Please count the lines in the items below that contain the string "windshield", and reply with only that number.
-- Start PROVIDED INFORMATION --
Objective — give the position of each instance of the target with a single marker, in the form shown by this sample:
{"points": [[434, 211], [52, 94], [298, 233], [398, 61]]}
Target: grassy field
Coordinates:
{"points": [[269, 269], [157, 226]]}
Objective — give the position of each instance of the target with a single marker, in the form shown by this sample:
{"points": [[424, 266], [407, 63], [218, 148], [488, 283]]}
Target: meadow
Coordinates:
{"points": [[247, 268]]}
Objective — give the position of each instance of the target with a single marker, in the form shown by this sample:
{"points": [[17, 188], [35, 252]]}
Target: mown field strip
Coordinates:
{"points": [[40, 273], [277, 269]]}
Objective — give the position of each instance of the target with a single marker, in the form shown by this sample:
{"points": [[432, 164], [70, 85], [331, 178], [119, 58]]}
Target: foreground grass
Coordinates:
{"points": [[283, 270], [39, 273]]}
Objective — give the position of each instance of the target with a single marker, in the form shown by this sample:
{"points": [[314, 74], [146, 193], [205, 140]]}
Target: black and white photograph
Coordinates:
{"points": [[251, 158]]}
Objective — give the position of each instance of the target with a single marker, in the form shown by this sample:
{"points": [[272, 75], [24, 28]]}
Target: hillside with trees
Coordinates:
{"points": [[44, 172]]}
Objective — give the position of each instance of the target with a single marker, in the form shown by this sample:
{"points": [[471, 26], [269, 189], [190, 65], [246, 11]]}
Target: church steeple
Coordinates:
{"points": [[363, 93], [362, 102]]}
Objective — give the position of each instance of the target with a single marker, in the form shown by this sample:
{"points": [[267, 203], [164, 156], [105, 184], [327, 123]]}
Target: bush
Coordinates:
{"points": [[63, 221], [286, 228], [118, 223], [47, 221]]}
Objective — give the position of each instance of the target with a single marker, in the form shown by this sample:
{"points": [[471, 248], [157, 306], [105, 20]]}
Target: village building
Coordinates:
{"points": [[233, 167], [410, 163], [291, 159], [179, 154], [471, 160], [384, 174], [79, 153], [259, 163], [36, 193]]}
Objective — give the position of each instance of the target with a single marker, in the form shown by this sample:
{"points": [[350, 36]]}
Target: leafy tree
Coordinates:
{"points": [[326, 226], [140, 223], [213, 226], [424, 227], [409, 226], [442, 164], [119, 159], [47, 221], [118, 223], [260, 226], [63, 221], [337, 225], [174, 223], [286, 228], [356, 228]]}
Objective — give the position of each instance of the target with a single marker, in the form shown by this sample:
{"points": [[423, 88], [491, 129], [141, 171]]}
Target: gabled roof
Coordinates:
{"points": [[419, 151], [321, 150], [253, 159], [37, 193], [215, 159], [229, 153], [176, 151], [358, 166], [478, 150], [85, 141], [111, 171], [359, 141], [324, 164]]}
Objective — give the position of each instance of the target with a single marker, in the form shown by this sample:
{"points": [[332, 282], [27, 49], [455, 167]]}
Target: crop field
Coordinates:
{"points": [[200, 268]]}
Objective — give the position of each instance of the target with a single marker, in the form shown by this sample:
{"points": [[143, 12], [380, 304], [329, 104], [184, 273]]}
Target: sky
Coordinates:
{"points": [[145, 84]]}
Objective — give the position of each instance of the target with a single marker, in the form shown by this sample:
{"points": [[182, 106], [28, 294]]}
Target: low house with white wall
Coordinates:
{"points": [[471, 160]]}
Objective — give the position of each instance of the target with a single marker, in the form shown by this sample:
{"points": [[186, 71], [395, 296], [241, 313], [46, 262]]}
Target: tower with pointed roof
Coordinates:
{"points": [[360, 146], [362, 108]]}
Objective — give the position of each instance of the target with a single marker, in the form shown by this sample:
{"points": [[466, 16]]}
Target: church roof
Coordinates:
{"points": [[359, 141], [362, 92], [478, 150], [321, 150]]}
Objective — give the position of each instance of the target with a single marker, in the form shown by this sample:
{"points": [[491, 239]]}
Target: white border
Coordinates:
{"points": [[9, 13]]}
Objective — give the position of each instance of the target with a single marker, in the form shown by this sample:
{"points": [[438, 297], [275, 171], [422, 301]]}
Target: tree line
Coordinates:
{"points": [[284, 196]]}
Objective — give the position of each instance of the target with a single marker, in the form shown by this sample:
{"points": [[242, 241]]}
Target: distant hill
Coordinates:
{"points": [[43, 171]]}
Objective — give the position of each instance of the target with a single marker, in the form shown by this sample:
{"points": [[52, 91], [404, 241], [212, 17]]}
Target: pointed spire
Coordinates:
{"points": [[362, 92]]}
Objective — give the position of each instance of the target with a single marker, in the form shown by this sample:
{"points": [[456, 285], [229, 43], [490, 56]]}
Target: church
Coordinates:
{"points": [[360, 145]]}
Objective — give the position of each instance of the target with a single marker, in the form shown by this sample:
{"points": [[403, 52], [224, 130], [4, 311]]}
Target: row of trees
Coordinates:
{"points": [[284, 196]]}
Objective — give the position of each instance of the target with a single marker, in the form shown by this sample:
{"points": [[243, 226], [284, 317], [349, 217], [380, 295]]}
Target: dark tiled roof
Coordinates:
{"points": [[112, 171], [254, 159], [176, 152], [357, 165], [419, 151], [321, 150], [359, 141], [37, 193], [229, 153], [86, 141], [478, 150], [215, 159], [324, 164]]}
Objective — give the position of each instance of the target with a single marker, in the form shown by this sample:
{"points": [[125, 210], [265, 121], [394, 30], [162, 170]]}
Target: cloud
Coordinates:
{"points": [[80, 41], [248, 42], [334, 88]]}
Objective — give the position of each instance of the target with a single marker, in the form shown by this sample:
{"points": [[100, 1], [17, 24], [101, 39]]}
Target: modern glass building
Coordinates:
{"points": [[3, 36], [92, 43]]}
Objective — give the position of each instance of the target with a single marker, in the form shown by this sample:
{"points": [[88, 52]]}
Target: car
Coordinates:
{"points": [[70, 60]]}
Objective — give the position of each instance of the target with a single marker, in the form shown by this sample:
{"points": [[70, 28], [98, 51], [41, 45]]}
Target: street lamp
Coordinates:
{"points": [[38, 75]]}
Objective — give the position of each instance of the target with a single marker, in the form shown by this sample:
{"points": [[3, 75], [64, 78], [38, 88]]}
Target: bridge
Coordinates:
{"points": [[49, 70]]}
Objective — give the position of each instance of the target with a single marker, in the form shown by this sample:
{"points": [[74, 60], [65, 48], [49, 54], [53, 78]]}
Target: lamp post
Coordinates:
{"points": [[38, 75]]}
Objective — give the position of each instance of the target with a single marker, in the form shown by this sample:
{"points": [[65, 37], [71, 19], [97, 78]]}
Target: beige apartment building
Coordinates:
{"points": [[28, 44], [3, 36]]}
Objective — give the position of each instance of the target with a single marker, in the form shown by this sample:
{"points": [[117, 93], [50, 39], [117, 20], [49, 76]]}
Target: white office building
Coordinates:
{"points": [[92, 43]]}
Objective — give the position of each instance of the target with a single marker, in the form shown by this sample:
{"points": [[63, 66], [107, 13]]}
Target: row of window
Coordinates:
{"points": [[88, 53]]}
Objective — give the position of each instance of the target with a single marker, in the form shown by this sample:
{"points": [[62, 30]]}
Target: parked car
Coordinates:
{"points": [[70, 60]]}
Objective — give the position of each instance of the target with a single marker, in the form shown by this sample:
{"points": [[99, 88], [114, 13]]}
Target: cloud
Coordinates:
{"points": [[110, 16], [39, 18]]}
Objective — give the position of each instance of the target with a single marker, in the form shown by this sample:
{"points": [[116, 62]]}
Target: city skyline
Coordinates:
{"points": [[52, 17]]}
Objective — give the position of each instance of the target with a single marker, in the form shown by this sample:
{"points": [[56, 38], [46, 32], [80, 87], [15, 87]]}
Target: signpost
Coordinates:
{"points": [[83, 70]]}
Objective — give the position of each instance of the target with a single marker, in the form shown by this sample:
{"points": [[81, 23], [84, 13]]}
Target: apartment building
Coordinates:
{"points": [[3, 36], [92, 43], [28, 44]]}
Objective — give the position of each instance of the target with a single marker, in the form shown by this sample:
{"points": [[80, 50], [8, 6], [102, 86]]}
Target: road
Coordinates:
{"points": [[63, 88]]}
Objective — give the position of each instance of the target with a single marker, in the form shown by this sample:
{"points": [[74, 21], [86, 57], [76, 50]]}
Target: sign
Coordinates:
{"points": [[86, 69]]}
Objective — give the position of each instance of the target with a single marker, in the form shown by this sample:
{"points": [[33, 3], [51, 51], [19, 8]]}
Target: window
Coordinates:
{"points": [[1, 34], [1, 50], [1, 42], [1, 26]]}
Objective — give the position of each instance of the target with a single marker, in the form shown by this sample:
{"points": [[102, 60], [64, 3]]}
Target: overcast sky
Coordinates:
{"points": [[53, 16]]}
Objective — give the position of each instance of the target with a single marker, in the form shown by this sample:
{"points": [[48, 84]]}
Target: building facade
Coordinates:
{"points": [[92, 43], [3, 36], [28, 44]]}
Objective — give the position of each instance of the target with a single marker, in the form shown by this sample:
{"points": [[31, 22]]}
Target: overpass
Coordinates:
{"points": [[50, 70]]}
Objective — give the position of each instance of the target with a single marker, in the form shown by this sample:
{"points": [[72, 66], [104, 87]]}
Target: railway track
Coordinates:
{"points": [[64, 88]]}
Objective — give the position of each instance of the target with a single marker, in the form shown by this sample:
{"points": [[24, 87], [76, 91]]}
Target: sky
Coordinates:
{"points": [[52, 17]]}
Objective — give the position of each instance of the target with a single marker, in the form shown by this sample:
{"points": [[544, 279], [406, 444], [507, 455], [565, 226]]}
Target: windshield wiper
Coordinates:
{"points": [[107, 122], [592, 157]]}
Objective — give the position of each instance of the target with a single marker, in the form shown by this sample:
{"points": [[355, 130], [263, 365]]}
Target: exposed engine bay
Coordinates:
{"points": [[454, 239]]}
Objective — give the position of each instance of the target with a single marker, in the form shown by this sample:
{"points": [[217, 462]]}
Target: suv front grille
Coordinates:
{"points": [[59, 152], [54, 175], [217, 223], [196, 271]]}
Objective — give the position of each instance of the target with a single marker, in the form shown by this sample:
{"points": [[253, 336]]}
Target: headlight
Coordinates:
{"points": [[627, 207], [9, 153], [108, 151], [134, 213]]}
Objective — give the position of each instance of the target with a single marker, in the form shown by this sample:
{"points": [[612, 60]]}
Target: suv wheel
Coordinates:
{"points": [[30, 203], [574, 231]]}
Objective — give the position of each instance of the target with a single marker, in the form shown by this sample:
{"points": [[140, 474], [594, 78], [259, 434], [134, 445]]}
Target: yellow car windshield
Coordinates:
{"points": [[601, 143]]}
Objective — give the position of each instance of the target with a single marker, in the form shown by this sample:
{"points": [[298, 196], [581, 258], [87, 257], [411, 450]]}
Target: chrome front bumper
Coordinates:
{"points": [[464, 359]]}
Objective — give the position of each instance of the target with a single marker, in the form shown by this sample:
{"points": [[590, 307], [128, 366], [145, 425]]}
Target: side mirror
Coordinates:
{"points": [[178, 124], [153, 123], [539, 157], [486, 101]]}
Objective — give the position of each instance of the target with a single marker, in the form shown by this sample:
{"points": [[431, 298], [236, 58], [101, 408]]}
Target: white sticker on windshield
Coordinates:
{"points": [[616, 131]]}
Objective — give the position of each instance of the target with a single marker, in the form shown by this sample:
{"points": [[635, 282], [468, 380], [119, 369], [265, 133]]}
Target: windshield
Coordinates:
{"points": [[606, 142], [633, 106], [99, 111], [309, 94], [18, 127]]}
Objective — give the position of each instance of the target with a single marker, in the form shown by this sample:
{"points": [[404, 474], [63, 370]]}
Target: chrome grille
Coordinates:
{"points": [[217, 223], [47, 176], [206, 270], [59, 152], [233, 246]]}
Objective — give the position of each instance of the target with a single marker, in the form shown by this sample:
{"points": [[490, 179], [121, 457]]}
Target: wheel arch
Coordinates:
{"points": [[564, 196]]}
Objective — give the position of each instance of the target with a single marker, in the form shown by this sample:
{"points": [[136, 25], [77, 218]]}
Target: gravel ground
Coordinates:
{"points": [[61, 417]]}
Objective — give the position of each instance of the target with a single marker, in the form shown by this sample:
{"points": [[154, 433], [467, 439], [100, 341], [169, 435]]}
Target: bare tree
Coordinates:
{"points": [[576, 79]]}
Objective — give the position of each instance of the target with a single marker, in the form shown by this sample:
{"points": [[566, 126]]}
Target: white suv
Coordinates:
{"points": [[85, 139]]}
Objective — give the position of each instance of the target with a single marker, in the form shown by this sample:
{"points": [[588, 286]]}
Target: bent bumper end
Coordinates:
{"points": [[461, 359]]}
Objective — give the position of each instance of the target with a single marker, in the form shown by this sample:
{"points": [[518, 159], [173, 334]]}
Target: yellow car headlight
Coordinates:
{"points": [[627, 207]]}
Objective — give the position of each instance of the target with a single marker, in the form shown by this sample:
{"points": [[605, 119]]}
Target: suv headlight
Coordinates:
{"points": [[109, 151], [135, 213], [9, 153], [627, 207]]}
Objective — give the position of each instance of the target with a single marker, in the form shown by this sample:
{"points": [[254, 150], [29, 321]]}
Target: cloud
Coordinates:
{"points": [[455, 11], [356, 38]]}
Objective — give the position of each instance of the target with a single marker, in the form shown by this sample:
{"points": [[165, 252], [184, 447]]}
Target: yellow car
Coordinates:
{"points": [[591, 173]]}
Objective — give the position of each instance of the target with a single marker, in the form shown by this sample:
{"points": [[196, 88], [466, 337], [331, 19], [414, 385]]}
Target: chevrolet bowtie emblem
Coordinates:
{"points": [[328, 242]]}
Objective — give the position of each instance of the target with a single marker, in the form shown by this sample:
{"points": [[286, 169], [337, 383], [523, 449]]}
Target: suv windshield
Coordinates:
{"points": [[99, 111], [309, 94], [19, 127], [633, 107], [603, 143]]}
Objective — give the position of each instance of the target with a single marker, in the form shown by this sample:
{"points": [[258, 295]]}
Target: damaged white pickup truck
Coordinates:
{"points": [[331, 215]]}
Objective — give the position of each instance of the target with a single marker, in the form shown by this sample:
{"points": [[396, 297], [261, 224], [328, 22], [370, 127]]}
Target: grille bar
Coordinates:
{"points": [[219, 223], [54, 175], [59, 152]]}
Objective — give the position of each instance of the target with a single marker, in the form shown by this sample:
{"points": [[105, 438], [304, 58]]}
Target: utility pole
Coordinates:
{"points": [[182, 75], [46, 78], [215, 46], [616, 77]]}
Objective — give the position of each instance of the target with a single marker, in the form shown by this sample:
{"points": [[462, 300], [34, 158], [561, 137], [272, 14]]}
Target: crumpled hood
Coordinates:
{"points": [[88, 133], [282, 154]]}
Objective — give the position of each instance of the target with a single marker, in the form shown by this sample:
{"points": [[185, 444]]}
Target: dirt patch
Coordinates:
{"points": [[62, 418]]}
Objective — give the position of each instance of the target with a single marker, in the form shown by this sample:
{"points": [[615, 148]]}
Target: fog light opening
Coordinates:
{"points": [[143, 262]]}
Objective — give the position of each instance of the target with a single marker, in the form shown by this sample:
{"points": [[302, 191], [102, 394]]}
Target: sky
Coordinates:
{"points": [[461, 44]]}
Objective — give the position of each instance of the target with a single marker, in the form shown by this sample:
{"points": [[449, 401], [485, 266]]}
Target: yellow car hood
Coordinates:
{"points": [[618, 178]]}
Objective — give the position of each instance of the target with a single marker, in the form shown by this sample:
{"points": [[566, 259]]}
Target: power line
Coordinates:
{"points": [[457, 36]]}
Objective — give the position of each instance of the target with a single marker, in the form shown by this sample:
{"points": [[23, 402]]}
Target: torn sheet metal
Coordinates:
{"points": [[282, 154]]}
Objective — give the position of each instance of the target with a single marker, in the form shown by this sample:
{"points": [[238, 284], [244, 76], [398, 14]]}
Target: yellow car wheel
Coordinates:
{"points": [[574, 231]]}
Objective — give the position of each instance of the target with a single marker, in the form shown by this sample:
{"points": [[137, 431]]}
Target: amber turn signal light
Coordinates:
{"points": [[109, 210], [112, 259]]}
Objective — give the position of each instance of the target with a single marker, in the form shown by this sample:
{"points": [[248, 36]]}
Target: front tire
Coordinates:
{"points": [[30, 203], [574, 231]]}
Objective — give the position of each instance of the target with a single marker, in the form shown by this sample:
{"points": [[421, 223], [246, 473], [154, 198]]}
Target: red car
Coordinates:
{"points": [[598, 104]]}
-- End PROVIDED INFORMATION --
### COMPLETE ANSWER
5